[Dataset records]
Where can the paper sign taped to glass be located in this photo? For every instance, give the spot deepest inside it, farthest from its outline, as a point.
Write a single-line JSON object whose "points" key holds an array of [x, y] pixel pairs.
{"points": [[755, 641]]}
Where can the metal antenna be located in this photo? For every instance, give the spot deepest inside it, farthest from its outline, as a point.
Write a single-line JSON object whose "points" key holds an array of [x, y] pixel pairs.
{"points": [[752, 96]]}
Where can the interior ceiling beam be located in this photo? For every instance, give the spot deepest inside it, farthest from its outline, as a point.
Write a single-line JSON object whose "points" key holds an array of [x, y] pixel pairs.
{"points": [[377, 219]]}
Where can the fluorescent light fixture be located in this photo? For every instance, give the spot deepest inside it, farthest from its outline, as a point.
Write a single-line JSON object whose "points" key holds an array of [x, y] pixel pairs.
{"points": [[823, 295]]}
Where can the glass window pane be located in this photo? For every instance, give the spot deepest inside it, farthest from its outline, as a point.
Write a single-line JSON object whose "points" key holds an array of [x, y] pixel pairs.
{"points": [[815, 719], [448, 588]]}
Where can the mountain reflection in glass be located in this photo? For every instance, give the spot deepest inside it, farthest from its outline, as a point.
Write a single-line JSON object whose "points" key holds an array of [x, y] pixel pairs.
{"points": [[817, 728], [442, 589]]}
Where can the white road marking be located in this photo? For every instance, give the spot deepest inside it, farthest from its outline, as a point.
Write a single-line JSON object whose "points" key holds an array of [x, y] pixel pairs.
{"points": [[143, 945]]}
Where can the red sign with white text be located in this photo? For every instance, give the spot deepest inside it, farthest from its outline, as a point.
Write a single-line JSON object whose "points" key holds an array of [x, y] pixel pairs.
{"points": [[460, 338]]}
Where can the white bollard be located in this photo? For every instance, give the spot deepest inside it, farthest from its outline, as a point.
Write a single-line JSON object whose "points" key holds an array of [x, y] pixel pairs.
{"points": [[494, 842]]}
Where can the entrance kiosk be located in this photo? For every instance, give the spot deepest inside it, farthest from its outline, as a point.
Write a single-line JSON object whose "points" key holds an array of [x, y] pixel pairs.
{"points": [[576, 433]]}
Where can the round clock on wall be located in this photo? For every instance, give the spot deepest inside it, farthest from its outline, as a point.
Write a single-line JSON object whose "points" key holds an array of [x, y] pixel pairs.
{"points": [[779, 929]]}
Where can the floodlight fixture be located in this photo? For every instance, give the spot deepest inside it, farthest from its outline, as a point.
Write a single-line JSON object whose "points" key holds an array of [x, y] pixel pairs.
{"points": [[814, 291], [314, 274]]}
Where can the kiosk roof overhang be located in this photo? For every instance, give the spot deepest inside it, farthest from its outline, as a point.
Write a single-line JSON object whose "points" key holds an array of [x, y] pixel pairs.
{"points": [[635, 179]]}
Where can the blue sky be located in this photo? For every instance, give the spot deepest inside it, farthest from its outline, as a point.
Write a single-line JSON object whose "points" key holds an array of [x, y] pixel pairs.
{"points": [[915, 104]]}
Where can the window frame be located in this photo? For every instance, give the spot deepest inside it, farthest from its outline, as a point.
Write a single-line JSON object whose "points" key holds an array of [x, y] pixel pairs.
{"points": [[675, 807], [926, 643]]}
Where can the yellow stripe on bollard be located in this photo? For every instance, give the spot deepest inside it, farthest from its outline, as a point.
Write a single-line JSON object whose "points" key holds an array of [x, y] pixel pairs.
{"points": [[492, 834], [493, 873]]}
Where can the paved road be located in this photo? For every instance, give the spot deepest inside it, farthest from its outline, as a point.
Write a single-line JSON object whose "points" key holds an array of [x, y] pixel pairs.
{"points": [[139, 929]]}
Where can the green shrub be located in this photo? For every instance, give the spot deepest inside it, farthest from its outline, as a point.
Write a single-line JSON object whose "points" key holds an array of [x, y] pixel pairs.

What is being asked: Give back each entry so that it matches the original word for word.

Completed exercise:
Where can the paper sign taped to glass be located in this photo? For every instance, give the spot deepest inside it, farthest from its outline, as a point.
Write a single-line JSON object whose "points" key holds an array of [x, y] pixel pairs.
{"points": [[755, 641]]}
Where can the metal antenna be located in this photo? For every instance, give the spot deepest inside it, farthest from its outline, as a point.
Write a single-line JSON object whose "points" key holds an array of [x, y] pixel pairs.
{"points": [[752, 96]]}
Where can the interior ceiling beam be located in this photo? For every instance, give the spot deepest inside it, farthest from its outline, as a point.
Write a single-line JSON object whose "points" key holds an array of [x, y] pixel pairs.
{"points": [[377, 219]]}
Where can the fluorescent light fixture be located in this photo? For every instance, give the spot deepest inside it, farthest from its outline, as a point.
Write a single-line JSON object whose "points" key holds an array of [x, y] pixel pairs.
{"points": [[823, 295]]}
Where can the glass window pane be located in this photo? For every instance, give the spot deepest inside it, farthest from its outline, as a point.
Write a single-line JSON object whose "points" key holds an array of [x, y] pixel pairs.
{"points": [[815, 719], [448, 588]]}
Where can the mountain reflection in glass be located in this photo? For every instance, give the spot deepest inside it, farthest from its outline, as a point.
Write a single-line JSON object whose "points" key holds an array of [x, y] pixel pairs.
{"points": [[817, 728], [442, 589]]}
Where can the white road marking be located in this photo? For every instance, give the spot deepest inside it, farthest from its outline, as a point.
Write a single-line JSON object whose "points" key holds an array of [x, y] pixel pairs.
{"points": [[143, 945]]}
Where can the red sign with white text be located in this photo? For every instance, give the spot deepest inside it, farthest from its outline, as a point.
Write a single-line JSON object whose "points" key holds an array of [x, y] pixel pairs.
{"points": [[460, 338]]}
Where can the white bollard be located in this photo? For every instance, give the spot deepest inside it, farthest from its outline, as a point.
Write a single-line JSON object whose "points" key holds an array of [x, y] pixel pairs.
{"points": [[494, 842]]}
Where can the entrance kiosk be located in this photo? For every instance, give the spot deepest inside it, farthest from its outline, as a point.
Write a single-line JSON object whose "points" key holds an array of [x, y] pixel pairs.
{"points": [[576, 433]]}
Where can the round clock on wall be located in this photo? For every instance, give the spot deepest inside it, farthest from its outline, as a point.
Write a single-line JSON object whose "points" key holds an array of [x, y] pixel pairs.
{"points": [[779, 929]]}
Where can the floodlight fixture be located in this photo? For every instance, give the spot deepest inside it, farthest from its outline, as a point.
Write a single-line JSON object whose "points" key holds an array of [x, y] pixel pairs.
{"points": [[814, 291], [314, 274]]}
Where can the kiosk roof overhang be located in this photo? For every instance, give the spot deepest inside it, farthest from its outline, as a point.
Write a single-line JSON object whose "points" key holds an array of [x, y] pixel pairs.
{"points": [[635, 179]]}
Where can the blue sky be located in this photo? For every instance, give the spot deepest inside it, farthest from its outline, as a point.
Write a single-line JSON object whose "points" key holds an array of [x, y] pixel pairs.
{"points": [[915, 104]]}
Where can the window frame be located in this photo? For every instance, give the spot deepest inside it, farthest from its outline, as a point.
Write a single-line JSON object whose "points" key holds an array of [x, y] pixel pairs.
{"points": [[675, 807], [926, 643]]}
Where can the yellow stripe on bollard be located in this photo? For every instance, give the spot deepest inside it, farthest from its outline, as a point.
Write a single-line JSON object whose "points" key holds an array of [x, y] pixel pairs.
{"points": [[492, 834], [493, 873]]}
Where can the paved road be located in this photo? For every instance, give the spot deepest inside it, farthest from its outline, as a point.
Write a single-line JSON object whose "points" key holds an array of [x, y] pixel pairs.
{"points": [[139, 929]]}
Where can the green shrub be located in this photo? For every instance, give the spot deepest inside it, farthest from its outline, as a point.
Write a single-line JSON object whose "points" key holds an array of [x, y] pixel pairs.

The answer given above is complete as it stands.